▸ THE PROBLEM: Count the lines in the records below that contain the word "coat", and reply with that number alone.

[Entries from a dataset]
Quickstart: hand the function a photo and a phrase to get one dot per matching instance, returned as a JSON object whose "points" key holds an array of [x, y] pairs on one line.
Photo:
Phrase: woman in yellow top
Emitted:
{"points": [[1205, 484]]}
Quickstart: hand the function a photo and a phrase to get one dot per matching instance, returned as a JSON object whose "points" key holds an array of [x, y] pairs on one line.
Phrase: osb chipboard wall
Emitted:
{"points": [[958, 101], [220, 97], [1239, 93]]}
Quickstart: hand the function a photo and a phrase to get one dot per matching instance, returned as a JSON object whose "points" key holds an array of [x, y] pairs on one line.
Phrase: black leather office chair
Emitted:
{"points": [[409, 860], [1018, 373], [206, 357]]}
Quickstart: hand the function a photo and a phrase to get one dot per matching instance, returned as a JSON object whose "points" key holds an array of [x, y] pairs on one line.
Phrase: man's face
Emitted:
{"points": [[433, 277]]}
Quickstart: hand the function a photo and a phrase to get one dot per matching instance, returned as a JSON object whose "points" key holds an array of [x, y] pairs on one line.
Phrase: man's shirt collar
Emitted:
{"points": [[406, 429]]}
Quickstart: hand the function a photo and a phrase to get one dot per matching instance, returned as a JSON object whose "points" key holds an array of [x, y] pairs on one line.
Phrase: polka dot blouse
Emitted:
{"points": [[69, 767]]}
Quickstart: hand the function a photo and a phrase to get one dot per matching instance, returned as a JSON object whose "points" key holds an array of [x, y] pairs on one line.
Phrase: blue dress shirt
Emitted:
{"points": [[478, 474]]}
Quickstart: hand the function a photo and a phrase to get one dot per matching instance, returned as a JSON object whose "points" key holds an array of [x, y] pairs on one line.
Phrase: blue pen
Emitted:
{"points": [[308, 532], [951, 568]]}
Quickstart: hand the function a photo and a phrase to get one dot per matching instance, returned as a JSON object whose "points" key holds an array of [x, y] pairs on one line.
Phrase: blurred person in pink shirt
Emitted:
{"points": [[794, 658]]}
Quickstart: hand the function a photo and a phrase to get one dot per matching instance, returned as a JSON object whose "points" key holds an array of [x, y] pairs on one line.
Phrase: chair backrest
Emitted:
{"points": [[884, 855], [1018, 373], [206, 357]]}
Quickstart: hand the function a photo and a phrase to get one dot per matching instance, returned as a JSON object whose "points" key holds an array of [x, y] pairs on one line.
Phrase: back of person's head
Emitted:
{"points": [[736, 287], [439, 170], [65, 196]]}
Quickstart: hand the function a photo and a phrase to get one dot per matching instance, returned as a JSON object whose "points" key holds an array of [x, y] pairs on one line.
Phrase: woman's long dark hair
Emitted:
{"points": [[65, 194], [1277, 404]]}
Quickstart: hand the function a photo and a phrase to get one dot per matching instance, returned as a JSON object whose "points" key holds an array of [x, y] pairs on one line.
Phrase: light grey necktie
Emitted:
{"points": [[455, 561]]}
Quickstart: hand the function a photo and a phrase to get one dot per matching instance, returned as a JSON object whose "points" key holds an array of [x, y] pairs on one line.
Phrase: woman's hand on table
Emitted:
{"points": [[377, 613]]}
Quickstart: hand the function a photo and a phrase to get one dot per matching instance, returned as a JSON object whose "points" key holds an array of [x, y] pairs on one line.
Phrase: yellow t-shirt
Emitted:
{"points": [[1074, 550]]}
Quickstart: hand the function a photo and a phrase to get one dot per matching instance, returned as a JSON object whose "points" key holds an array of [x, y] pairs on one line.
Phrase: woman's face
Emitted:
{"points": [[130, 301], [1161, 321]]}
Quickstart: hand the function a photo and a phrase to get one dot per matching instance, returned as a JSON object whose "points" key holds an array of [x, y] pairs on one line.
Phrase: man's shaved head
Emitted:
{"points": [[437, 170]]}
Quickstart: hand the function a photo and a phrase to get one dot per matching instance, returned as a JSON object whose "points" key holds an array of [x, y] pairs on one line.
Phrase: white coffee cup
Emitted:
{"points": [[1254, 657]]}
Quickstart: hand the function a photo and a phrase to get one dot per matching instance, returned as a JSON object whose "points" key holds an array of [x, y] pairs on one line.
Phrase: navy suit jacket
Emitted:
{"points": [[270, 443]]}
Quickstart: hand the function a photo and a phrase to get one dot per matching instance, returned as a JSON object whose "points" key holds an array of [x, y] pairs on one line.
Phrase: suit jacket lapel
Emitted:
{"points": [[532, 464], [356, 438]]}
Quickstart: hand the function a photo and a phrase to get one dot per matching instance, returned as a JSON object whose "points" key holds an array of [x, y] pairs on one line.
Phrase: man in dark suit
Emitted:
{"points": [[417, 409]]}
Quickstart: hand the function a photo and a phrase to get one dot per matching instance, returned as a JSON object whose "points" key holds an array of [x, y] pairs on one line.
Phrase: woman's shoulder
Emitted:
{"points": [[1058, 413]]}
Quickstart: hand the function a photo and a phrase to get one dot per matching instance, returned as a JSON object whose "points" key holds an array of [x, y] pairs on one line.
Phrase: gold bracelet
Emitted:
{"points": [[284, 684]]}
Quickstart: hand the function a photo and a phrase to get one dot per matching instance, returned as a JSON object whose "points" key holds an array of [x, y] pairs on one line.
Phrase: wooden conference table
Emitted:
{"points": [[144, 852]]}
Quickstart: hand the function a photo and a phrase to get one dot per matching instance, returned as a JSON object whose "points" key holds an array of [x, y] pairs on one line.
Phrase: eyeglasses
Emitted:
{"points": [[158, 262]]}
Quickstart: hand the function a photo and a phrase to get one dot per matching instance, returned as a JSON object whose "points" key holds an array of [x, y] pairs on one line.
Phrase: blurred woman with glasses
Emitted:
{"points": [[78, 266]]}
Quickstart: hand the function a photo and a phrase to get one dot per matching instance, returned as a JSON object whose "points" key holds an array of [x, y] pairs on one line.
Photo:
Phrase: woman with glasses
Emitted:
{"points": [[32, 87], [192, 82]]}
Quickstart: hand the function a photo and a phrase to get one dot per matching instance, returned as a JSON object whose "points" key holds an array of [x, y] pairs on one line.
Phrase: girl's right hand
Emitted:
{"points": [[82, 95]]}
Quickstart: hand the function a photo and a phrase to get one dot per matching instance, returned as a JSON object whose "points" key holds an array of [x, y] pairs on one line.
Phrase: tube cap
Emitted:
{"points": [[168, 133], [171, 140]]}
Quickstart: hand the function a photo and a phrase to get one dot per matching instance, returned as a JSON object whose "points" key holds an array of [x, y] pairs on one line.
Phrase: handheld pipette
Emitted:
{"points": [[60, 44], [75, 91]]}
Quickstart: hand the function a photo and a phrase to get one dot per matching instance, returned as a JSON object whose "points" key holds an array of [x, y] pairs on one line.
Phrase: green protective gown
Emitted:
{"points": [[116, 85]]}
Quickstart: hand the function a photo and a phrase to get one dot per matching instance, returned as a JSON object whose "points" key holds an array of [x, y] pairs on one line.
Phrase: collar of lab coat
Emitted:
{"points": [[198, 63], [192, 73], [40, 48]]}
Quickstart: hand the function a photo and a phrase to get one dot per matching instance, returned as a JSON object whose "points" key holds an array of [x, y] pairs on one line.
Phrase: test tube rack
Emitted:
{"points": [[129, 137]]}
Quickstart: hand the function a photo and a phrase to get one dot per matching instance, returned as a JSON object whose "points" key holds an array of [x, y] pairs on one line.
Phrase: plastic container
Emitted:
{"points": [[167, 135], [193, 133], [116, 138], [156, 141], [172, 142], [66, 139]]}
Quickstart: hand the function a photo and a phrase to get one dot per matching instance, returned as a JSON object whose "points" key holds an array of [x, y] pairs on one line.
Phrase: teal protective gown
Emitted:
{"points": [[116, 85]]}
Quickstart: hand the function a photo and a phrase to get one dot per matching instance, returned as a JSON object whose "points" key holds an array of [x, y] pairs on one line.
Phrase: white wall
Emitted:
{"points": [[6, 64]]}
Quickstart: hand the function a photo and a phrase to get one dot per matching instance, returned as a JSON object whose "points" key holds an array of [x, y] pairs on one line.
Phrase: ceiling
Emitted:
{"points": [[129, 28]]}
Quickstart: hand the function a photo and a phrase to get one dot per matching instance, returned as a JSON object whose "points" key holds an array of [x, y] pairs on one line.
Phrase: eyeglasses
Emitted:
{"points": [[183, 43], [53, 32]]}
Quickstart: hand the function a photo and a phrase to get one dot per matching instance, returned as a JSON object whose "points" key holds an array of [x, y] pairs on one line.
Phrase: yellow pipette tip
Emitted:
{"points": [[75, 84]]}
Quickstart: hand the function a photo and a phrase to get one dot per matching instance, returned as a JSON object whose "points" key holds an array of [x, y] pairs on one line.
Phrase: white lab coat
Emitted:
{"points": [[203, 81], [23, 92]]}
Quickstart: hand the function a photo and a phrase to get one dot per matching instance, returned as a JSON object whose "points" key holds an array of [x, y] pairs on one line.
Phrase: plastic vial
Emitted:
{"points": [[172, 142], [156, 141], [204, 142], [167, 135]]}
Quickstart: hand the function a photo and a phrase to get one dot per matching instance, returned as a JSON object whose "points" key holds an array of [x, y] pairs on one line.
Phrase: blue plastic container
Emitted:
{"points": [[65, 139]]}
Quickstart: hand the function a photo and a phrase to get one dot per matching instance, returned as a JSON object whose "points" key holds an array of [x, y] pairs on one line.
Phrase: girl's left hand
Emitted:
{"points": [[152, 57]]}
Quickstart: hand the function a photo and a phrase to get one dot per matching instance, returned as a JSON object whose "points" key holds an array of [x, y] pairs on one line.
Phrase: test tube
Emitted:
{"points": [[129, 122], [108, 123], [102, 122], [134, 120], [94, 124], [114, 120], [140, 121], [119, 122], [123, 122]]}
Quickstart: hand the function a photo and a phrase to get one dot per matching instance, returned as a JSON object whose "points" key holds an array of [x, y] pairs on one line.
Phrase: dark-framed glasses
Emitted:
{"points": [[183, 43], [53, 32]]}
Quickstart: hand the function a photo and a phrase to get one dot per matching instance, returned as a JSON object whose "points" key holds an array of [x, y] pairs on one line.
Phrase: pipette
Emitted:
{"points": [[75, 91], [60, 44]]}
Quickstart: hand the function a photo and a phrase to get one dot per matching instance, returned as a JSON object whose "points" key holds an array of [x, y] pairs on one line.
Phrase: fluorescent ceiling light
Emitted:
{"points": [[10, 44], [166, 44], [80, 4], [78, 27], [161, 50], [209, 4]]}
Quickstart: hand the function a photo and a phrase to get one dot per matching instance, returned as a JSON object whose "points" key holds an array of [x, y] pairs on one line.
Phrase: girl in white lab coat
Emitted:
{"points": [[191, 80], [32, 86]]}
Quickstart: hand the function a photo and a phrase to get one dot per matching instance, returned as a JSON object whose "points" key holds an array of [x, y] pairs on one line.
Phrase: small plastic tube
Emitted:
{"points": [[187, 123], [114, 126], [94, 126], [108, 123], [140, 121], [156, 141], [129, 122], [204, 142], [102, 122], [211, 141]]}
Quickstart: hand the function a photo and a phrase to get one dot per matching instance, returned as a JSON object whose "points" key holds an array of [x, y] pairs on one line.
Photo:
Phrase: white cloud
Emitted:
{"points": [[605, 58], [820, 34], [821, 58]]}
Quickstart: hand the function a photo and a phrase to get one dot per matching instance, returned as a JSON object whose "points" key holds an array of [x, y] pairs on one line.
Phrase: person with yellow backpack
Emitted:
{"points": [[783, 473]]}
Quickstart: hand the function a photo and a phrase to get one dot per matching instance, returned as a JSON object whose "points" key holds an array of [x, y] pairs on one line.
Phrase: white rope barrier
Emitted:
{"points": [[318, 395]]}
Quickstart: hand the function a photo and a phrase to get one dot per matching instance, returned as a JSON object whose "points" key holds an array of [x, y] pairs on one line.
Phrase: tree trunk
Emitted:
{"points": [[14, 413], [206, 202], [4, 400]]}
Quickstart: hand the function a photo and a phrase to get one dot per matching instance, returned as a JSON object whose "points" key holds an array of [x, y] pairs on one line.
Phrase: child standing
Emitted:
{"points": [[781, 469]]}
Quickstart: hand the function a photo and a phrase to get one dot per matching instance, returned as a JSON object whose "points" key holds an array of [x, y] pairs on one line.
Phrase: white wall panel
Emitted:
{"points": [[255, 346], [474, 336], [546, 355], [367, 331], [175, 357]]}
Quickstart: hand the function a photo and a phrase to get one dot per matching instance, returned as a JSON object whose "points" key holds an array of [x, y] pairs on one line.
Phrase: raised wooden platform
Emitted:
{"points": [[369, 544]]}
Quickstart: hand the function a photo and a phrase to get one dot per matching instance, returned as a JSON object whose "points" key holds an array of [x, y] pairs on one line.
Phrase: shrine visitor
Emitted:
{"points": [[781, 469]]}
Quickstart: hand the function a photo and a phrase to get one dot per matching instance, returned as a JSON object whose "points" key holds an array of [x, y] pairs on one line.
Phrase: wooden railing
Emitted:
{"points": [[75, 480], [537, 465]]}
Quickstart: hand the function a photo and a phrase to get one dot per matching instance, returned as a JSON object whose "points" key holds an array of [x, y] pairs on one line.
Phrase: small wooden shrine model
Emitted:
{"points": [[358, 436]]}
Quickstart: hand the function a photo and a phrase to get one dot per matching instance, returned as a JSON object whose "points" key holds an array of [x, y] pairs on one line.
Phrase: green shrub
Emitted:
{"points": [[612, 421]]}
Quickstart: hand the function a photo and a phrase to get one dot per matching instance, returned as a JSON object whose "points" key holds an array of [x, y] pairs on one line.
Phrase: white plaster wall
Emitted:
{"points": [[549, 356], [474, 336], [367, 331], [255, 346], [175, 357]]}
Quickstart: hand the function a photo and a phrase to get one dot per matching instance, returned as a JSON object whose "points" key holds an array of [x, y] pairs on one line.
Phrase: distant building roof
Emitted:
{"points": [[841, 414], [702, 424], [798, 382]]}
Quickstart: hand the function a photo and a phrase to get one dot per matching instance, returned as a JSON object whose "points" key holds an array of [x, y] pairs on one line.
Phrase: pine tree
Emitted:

▸ ANSWER TO THIS EXERCISE: 3